BANGKOK — More than one million workers from Myanmar living in Thailand are standing by helplessly as the military ramps up brutality in their home county to try and break the civil disobedience movement.
According to Thailand’s labor ministry, there were 2.5 million migrant workers registered in the kingdom at the end of 2020. Of those, more than one million were from Myanmar, making Thailand host to the largest Burmese expatriate community in the world.
There are also many thousands more who are undocumented, according to the Labor Protection Network. Migrant workers from Myanmar often fill jobs that most Thais avoid because of their toughness, dirtiness or poor wages.
“I am very angry at the junta,” Japan Kyanphar, a migrant worker from Mon state, told Nikkei Asia in late February. He has worked at a Thai fishery company in Samut Sakhon province for 20 years. “I hate the coup as it is dragging my country backward to 30 years ago, but I don’t know what I can do to help my people,” he said.
After the coup, Japan Kyanphar took to the streets with hundreds of fellow migrant workers in Samut Sakhon in a show of solidarity with the civil disobedience movement in Myanmar. They beat pots noisily, hoping to attract international attention and express their opposition to the coup. But the rally only lasted about 10 minutes.
“We can’t do more because the Thai authorities keep warning us not to stage protests that could cause international tension,” he said.
The Thai government wants the Myanmar community to remain calm, and not get involved with anything that could adversely affect Thailand-Myanmar relations. The authorities are also anxious to avoid any sparks that might ignite a recurrence of last year’s pro-democracy protests in Thailand.
No announcements have been made explicitly forbidding protests about Myanmar, but COVID-19 pandemic restrictions on gatherings have been invoked to keep protests in check.
On Feb. 2, the day after Senior General Min Aung Hlaing’s coup, hundreds of protesters gathered outside Myanmar’s embassy in Bangkok. Waving banners, they demanded the release of Aung San Suu Kyi, leader of the National League for Democracy, which won the general election in November by a landslide. The protesters dispersed peacefully after a couple of hours.
“We were told we should stop protesting after a few hours or else we would break the emergency decree still in place to curb the COVID pandemic,” said Nang Kham Saung, a 29-year-old student from Myanmar who is pursuing an MBA at Mahidol University.
“No one wants to be arrested, including me,” she said, “I still want to study and don’t want any trouble in my life. So, I had to stop protesting even though I was very angry and badly wanted to do something to help my country.”
In Tak province, which borders Myanmar, Governor Pongrat Piromrat told Nikkei that about a dozen Burmese students and workers had gathered to protest. They were told not to repeat the demonstration to avoid damaging relations with Myanmar.
“They were quite obedient, and we did not have to use any more stringent action against them,” said Pongrat. “They know they have to comply with Thai law.”
Many of the workers stuck helplessly in Thailand feel the coup has crushed the prospect of any economic improvement in Myanmar. Nam Kham Saung hoped her MBA would be the key to a better life when she got home. She has saved extra money working as an interpreter of Chinese, and was planning to start her own business in Yangon. “The coup will hurt the economy,” she said. “There will be no chance for me to open the business I dreamed of.”

> **Data extract**:
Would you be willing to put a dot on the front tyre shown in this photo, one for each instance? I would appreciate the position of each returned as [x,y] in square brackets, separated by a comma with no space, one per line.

> **Prompt**: Copy word for word everything in the article on Myanmar workers in Thailand from "The Thai government" down to "protests in check.".

> **Response box**:
The Thai government wants the Myanmar community to remain calm, and not get involved with anything that could adversely affect Thailand-Myanmar relations. The authorities are also anxious to avoid any sparks that might ignite a recurrence of last year’s pro-democracy protests in Thailand.
No announcements have been made explicitly forbidding protests about Myanmar, but COVID-19 pandemic restrictions on gatherings have been invoked to keep protests in check.